## Instruction
Count the lines in the material below that contain the string "cloudy", and reply with only that number.

:: Task data ::

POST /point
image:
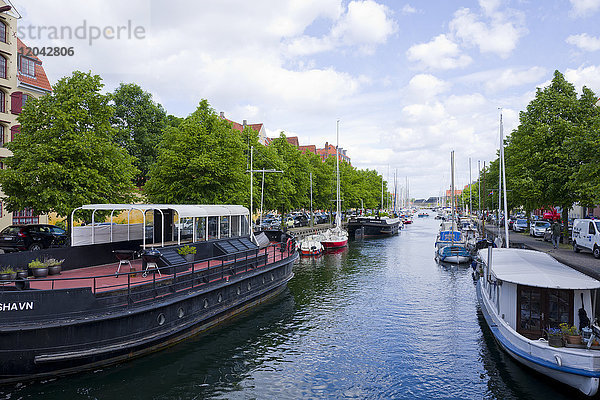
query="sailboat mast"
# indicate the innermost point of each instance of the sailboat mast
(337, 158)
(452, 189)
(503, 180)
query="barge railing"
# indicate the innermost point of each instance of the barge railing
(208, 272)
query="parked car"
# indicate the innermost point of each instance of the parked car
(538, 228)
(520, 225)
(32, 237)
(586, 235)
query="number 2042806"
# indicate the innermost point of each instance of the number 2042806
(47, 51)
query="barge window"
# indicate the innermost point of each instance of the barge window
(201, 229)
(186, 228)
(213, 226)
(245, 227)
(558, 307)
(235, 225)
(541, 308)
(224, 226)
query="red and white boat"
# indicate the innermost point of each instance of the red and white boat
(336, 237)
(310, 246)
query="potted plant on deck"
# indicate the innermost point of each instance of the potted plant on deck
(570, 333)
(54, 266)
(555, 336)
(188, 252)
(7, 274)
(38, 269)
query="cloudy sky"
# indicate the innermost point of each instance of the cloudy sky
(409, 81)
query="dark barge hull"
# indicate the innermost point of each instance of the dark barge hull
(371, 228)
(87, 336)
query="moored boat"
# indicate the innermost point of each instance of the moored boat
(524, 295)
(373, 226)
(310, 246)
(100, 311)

:::
:: Task data ::

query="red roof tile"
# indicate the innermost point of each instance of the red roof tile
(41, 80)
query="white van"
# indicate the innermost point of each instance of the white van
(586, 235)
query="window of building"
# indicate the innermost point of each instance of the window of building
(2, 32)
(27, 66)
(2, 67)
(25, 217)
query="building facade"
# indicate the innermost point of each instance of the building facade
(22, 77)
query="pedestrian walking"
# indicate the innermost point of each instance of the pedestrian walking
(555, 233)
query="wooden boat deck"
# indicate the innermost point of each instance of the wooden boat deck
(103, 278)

:::
:: Task data ::

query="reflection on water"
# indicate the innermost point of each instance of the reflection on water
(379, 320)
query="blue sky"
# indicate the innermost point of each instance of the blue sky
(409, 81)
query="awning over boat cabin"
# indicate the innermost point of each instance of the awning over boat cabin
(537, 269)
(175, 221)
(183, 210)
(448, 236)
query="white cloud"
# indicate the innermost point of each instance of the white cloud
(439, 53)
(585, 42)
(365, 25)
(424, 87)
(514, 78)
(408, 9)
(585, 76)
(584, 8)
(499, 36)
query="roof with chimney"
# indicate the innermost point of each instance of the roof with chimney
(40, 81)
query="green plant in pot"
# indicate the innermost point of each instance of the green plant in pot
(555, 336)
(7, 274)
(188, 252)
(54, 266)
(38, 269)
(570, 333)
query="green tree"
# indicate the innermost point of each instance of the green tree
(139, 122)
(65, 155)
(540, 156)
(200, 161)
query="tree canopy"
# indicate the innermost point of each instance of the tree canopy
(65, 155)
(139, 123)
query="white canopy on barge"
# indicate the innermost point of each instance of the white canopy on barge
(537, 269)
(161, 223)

:::

## Completed exercise
2